# Excerpt
::::::::

The Dirty Dozen: Australia’s biggest climate foes

Who are the 12 people doing the most to block action on climate change in Australia? With a new government in place, and Australia’s emissions stubbornly high, we name and shame a fresh Dirty Dozen …

 Who has been most responsible in recent times for preventing progress in the reduction of Australia’s greenhouse gas emissions? The Dirty Dozen — which I originally named in 2006 and updated in 2009  — are the people who have most effectively denied the science of climate change, lied about its implications, lobbied to water down laws, or provided cover for weak policy.

They are doing most to help turn Australia from a reluctant leader into a proud laggard in responding to the most dire threat to the world’s future. Some are well-known — even if their links and tactics are not — while others do their dirty work behind the scenes. Here is my Dirty Dozen for 2014, in no particular order …

Chris Mitchell

Where to start with The Australian’s editor-in-chief? How about here, here, here, here, here, here, here, here, here, here, here, here, here, here, here, here, here or, if you can’t be bothered clicking on all of those, look here or here.

Just as his reporters repeatedly misrepresent the science of climate change and blacken the names of eminent scientists, so Mitchell’s opinion editors are always willing to turn over their pages to whatever disinformation is being peddled by the likes of Ian Plimer, Bob Carter and Bjorn Lomborg, plus blowhards like Maurice Newman and George Pell. Even the loopy Lord Christopher Monckton gets space.

Otherwise-good journalists at The Australian allow themselves to be sucked into Mitchell’s vortex of paranoia about all things green. At the heart of his relentless campaign of anti-science and debunking of measures to reduce Australia’s carbon emissions is a visceral hatred of environmentalism, especially the Australian Greens, whom he wants to ”destroy”.

In 2009 the Australian Petroleum Production and Exploration Association, the oil and gas lobby group, awarded Mitchell the JN Pierce Award for Media Excellence “for leading the newspaper’s coverage of climate change policy”, which proves that the greenhouse mafia does have a sense of humour. As a sign of his endurance, Mitchell’s is the only name to appear in all three Dirty Dozens.

Tony Abbott

What to say that everyone does not already know? Environmentalism was not around when his spiritual mentor was wielding his influence, but Bob Santamaria would have feared and hated it. His spirit lives on in the magazine he ran, News Weekly, which now reports on ”how the globalist powers are using environmental scares to achieve the same ends that the older socialists could not quite pull off”.

::::::::

[Stored items]
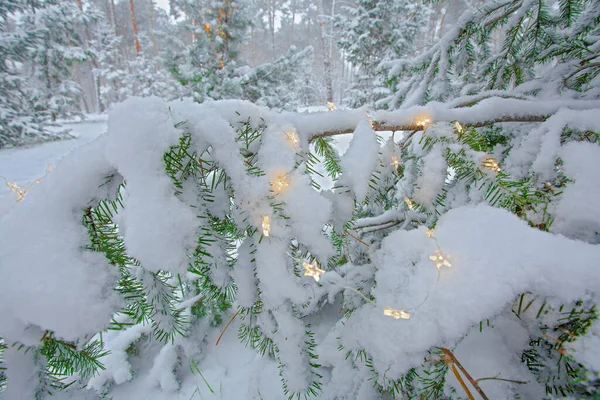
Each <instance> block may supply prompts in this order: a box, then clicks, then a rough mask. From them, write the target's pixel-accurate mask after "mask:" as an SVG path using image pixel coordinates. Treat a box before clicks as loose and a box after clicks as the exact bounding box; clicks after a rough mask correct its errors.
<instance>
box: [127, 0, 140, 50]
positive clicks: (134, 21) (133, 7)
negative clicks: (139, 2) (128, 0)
mask: <svg viewBox="0 0 600 400" xmlns="http://www.w3.org/2000/svg"><path fill="white" fill-rule="evenodd" d="M129 5H130V6H131V24H132V25H133V37H134V38H135V51H136V53H137V54H138V55H139V54H140V53H141V51H142V46H140V40H139V38H138V29H137V20H136V19H135V6H134V5H133V0H129Z"/></svg>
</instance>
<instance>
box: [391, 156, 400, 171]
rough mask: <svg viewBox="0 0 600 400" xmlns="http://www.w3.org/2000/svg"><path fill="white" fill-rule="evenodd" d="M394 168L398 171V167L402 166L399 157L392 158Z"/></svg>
mask: <svg viewBox="0 0 600 400" xmlns="http://www.w3.org/2000/svg"><path fill="white" fill-rule="evenodd" d="M391 165H393V166H394V168H396V169H398V167H399V166H400V159H399V158H398V156H392V164H391Z"/></svg>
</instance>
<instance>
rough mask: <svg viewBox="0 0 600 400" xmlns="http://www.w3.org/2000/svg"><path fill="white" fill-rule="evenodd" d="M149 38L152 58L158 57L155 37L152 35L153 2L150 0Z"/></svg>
mask: <svg viewBox="0 0 600 400" xmlns="http://www.w3.org/2000/svg"><path fill="white" fill-rule="evenodd" d="M149 3H150V36H151V37H152V48H153V50H154V57H156V56H158V45H157V44H156V36H155V35H154V0H150V1H149Z"/></svg>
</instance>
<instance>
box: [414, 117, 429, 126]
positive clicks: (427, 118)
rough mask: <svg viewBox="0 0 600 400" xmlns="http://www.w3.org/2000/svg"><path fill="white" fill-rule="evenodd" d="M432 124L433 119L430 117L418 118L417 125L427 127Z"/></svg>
mask: <svg viewBox="0 0 600 400" xmlns="http://www.w3.org/2000/svg"><path fill="white" fill-rule="evenodd" d="M430 124H431V119H430V118H428V117H423V118H419V119H417V126H420V127H421V128H426V127H428V126H429V125H430Z"/></svg>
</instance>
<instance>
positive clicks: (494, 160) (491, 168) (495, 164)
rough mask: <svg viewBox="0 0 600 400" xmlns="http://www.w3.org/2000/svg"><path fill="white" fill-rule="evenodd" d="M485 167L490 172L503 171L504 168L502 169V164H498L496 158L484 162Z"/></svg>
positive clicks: (498, 163)
mask: <svg viewBox="0 0 600 400" xmlns="http://www.w3.org/2000/svg"><path fill="white" fill-rule="evenodd" d="M483 167H484V168H487V169H489V170H490V171H494V172H500V171H502V168H500V164H499V163H498V160H496V159H495V158H487V159H486V160H485V161H484V162H483Z"/></svg>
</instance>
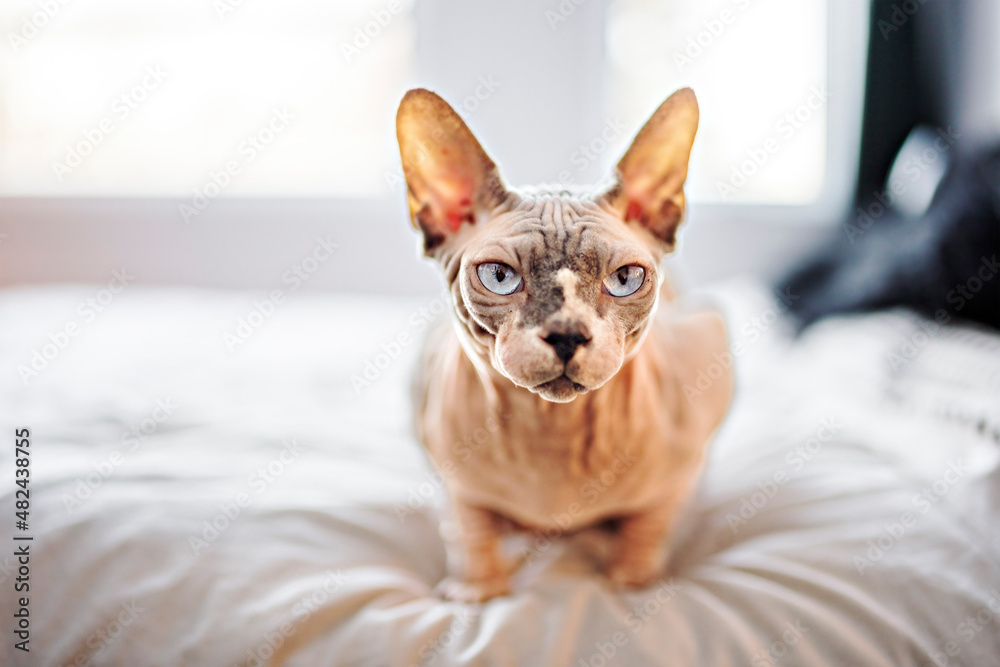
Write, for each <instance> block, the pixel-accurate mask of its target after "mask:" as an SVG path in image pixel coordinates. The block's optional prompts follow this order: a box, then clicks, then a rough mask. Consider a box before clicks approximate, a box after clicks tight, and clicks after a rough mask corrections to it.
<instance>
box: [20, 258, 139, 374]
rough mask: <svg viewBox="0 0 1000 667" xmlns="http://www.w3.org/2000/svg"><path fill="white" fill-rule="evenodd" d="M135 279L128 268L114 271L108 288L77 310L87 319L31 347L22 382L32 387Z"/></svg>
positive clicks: (80, 302)
mask: <svg viewBox="0 0 1000 667" xmlns="http://www.w3.org/2000/svg"><path fill="white" fill-rule="evenodd" d="M133 280H135V276H133V275H131V274H129V273H128V271H127V270H125V268H124V267H123V268H122V270H121V271H112V272H111V280H109V281H108V286H107V287H105V288H104V289H101V290H99V291H98V292H97V293H96V294H94V295H93V296H91V297H88V298H86V299H84V300H83V301H81V302H80V303H79V304H78V305H77V307H76V312H77V314H78V315H80V317H81V318H83V321H82V324H81V323H80V322H78V321H77V320H75V319H73V320H70V321H69V322H67V323H66V324H65V325H64V326H63V327H62V328H61V329H58V330H57V331H50V332H49V334H48V342H46V343H43V344H42V345H41V347H38V348H33V349H32V350H31V359H30V360H29V361H28V363H27V364H19V365H18V367H17V374H18V375H19V376H20V377H21V382H23V383H24V385H25V386H28V385H29V384H30V382H31V380H33V379H35V378H37V377H38V376H39V375H40V374H41V373H42V372H43V371H45V369H46V368H48V367H49V364H51V363H52V362H53V361H55V359H56V357H58V356H59V354H60V353H61V352H62V351H63V350H65V349H66V347H67V346H68V345H69V343H70V341H71V340H73V339H74V338H76V337H77V336H79V335H80V333H81V332H82V331H83V327H84V326H87V325H89V324H91V323H93V321H94V320H95V319H96V318H97V315H98V314H99V313H102V312H104V311H105V310H106V309H107V308H108V307H109V306H110V305H111V303H112V302H113V301H114V300H115V297H116V296H117V295H118V294H120V293H121V292H122V291H123V290H124V289H125V288H126V287H128V285H129V284H130V283H131V282H132V281H133Z"/></svg>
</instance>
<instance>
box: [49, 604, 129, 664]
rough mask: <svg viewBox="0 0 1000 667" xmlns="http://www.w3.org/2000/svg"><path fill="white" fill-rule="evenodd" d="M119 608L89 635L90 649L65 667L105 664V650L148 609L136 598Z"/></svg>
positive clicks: (110, 645) (86, 644)
mask: <svg viewBox="0 0 1000 667" xmlns="http://www.w3.org/2000/svg"><path fill="white" fill-rule="evenodd" d="M119 609H120V610H119V612H118V614H117V615H115V617H114V618H112V620H110V621H108V623H107V625H105V626H104V627H103V628H101V629H100V630H97V631H95V632H92V633H90V635H89V636H88V637H87V639H86V645H87V648H88V649H90V650H89V651H88V652H87V653H81V654H79V655H77V656H76V658H75V659H74V660H73V661H72V662H67V663H65V667H91V665H94V664H104V662H105V661H104V659H102V656H103V655H104V652H105V651H107V650H108V649H110V648H111V647H112V646H113V645H114V643H115V642H117V641H118V639H119V638H120V637H121V636H122V635H123V634H124V633H125V630H127V629H128V628H129V627H131V626H132V624H133V623H135V622H136V620H137V619H138V618H139V615H140V614H141V613H142V612H144V611H146V608H145V607H140V606H139V605H138V603H137V602H136V601H135V598H133V599H132V601H131V602H122V603H121V605H119ZM95 659H96V663H95Z"/></svg>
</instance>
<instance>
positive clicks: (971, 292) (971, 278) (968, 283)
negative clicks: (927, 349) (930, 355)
mask: <svg viewBox="0 0 1000 667" xmlns="http://www.w3.org/2000/svg"><path fill="white" fill-rule="evenodd" d="M997 273H1000V262H997V256H996V253H994V254H993V256H992V257H986V256H985V255H984V256H983V257H981V258H980V264H979V269H978V270H977V271H976V273H975V274H974V275H972V276H969V278H968V279H966V280H965V281H964V282H962V283H958V284H957V285H955V287H954V288H953V289H951V290H948V293H947V294H946V295H945V301H947V302H948V303H950V304H953V310H954V312H956V313H960V312H962V310H963V309H964V308H965V307H966V306H967V305H968V303H969V301H971V300H972V299H974V298H975V297H976V295H977V294H979V292H980V291H982V289H983V287H985V286H986V283H988V282H990V281H991V280H993V279H994V278H995V277H996V275H997ZM951 320H952V314H951V313H950V312H948V311H947V310H945V309H944V308H938V309H937V310H936V311H935V312H934V319H921V320H920V321H919V323H918V324H917V330H916V331H914V332H913V333H911V334H909V335H908V336H904V337H903V338H901V339H900V341H899V345H898V346H896V348H894V349H893V350H890V351H889V352H888V353H886V360H887V361H888V362H889V367H890V368H892V369H893V370H898V369H899V368H901V367H903V366H905V365H906V364H909V363H910V362H911V361H913V360H914V359H916V358H917V355H919V354H920V351H921V350H922V349H923V348H924V347H926V346H927V345H928V344H930V342H931V340H933V339H934V338H935V337H936V336H937V335H938V334H939V333H941V328H942V327H943V326H944V325H946V324H948V323H949V322H951Z"/></svg>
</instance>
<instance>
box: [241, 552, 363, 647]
mask: <svg viewBox="0 0 1000 667" xmlns="http://www.w3.org/2000/svg"><path fill="white" fill-rule="evenodd" d="M353 579H354V577H352V576H351V575H349V574H344V573H342V572H341V571H340V570H339V569H338V570H337V571H336V572H335V571H333V570H327V571H326V578H325V579H324V580H323V585H322V586H320V587H319V588H317V589H316V590H314V591H312V592H310V593H308V594H307V595H304V596H302V597H301V598H300V599H299V600H298V601H297V602H296V603H295V604H294V605H293V606H292V618H291V620H288V621H284V622H282V623H280V624H279V625H278V627H277V628H275V629H274V630H272V631H271V632H266V633H264V636H263V638H262V640H261V642H260V643H259V644H257V646H255V647H253V648H248V649H247V651H246V659H245V660H243V661H242V662H240V663H239V666H240V667H265V665H269V664H272V663H271V658H273V657H274V655H275V653H277V651H278V649H280V648H281V647H282V646H284V645H285V642H287V641H288V640H289V639H290V638H291V637H292V636H294V635H295V633H297V632H298V631H299V630H300V629H301V628H302V626H304V625H305V624H306V623H307V622H308V621H309V619H310V618H312V615H313V614H315V613H316V611H317V610H318V609H319V608H320V607H321V606H323V605H324V604H326V601H327V600H329V599H330V596H331V595H333V594H334V593H336V592H337V591H339V590H340V589H342V588H343V587H344V586H346V585H347V584H348V583H350V582H351V581H352V580H353ZM233 667H237V666H236V665H234V666H233Z"/></svg>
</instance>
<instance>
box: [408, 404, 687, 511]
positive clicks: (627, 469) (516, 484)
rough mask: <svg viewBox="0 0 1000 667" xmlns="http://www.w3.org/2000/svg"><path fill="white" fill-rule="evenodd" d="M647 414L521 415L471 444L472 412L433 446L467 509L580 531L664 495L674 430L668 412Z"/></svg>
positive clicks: (652, 406)
mask: <svg viewBox="0 0 1000 667" xmlns="http://www.w3.org/2000/svg"><path fill="white" fill-rule="evenodd" d="M648 407H649V408H650V409H648V410H646V411H645V412H646V414H645V417H644V418H641V419H640V418H633V419H630V417H636V415H627V414H625V415H623V414H618V415H615V414H606V413H605V411H604V410H602V409H600V408H597V407H595V408H594V409H592V410H583V411H581V412H580V414H570V415H566V416H562V415H558V416H554V415H551V414H530V413H529V414H526V413H525V412H521V413H519V412H517V411H516V410H515V411H511V412H510V413H507V414H499V415H487V416H486V419H485V420H484V423H486V422H489V424H490V425H491V426H492V427H493V428H489V427H487V428H483V429H482V430H479V431H478V432H477V431H473V434H472V437H471V438H468V437H463V435H464V434H463V430H465V429H467V426H466V425H467V424H468V417H469V413H468V412H466V413H465V414H464V415H462V416H458V415H454V416H453V419H451V420H448V423H447V424H445V425H444V429H443V430H442V433H441V436H443V437H441V438H439V439H437V440H436V441H435V442H429V443H427V444H428V448H429V449H430V450H431V454H432V455H433V456H434V458H435V460H436V461H437V462H438V465H439V466H442V465H447V467H448V469H450V470H451V471H452V472H451V475H450V477H451V480H450V482H449V486H450V487H451V488H452V490H453V492H454V493H457V494H459V495H460V496H461V497H462V498H463V500H464V501H466V502H469V503H470V504H474V505H479V506H484V507H488V508H490V509H493V510H495V511H498V512H499V513H501V514H503V515H505V516H508V517H509V518H511V519H513V520H514V521H516V522H518V523H520V524H522V525H527V526H535V527H540V528H545V527H548V526H560V527H561V528H562V529H566V528H567V523H569V525H570V526H571V527H578V526H582V525H586V524H589V523H593V522H594V521H596V520H599V519H601V518H605V517H608V516H613V515H616V514H624V513H628V512H629V511H632V510H634V509H636V508H637V507H641V506H643V505H646V504H649V503H651V502H655V500H656V498H657V497H658V496H659V495H662V493H663V491H664V483H665V482H666V481H667V479H666V478H667V477H668V472H669V459H670V457H671V452H670V449H671V443H670V442H669V434H670V432H671V429H670V428H669V427H668V426H667V425H666V424H664V423H663V421H664V420H663V418H662V416H663V413H664V411H663V410H662V409H661V410H654V409H653V408H654V406H653V403H652V402H650V404H649V406H648ZM637 408H638V406H637ZM605 410H606V408H605ZM466 432H467V431H466ZM477 436H478V437H477ZM448 443H455V445H456V446H449V444H448ZM446 462H447V463H446Z"/></svg>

::::::::

# List of tasks
a. In the article on Australia's climate foes, list everyone named as a person whose views Mitchell's opinion editors give space to.
b. Pick up the article on Australia's climate foes where it ends and keep writing it.

# Your written answers
a. Ian Plimer, Bob Carter, Bjorn Lomborg, Maurice Newman, George Pell, Lord Christopher Monckton

b.
This is Abbott’s real opinion. He has never changed from the ex-seminarian who turned up at the University of Sydney as Santa’s bully boy, but if he ever wavered, his two closest mentors — George Pell (“the Greens are sweet camouflaged poison”) and John Howard (the “agnostic” who launched Ian Plimer’s latest piece of anti-science) — would soon return him to the straight and narrow.

Ian McNamara

For too long the presenter of ABC Radio’s Sunday morning program Australia All Over has flown under the radar. When not chatting about the weather in Nuriootpa, Macca’s huge cohort of two million listeners (enough to make other shock jocks weep) is prone to debunking climate science and ridiculing renewable energy. He draws in his salt-of-the-earth listeners with a kind of folksy bush wisdom that has little time for eggheads with PhDs in atmospheric physics. Periodically, listeners complain to the ABC about McNamara’s “pot shots“ at global warming and his penchant for inviting on his right-wing mates. If ABC management wants the definitive response to conservative politicians who complain that its coverage of climate change is biased (because it reports real science), it should point to Australia All Over. Macca beats Amanda Vanstone hands down as the ABC’s “right-wing Phillip Adams”.

But shouldn’t McNamara’s place among the Dirty Dozen be taken by Andrew Blot? Compared with McNamara’s numerous and impressionable listeners, Bolt’s 300,000 readers are beyond persuasion because they have already drunk the denier’s Kool-Aid. It’s true that Bolt’s impact has been multiplied by the activities of the keyboard militia of aggro deniers who fire off volleys of abuse to the “warmists” he rails against. However, most warmists now understand that the militia makes a lot of unpleasant noises but only fires blanks. The influence of Bolt on the landscape of climate denial has been exhausted.

Gina Rinehart

Climate science deniers arrange themselves on a spectrum of respectability. Those who don’t want to be seen to be swivel-eyed lunatics associate with Nigel Lawson’s Global Warming Policy Foundation and critics like Roger Pielke Jr. (which is why Pielke hated being named by Foreign Policy as a top “skeptic”). At the other end are those like Gina Rinehart, who think Christopher Monckton is a man to be listened to. So she pays for the loopy Lord to come to Australia and thrusts him onto Notre Dame University to deliver the Lang Hancock Memorial Lecture.

Rinehart is every inch her father’s daughter. An implacable red-hater, Lang Hancock wrote ”capitalism means life — environmentalism means death”. To counter their lies one should “aim at their jugular vein”, which is presumably what Rinehart likes in Monckton when he put a quote from respected economist Ross Garnaut next to a giant swastika and said “Heil Hitler”.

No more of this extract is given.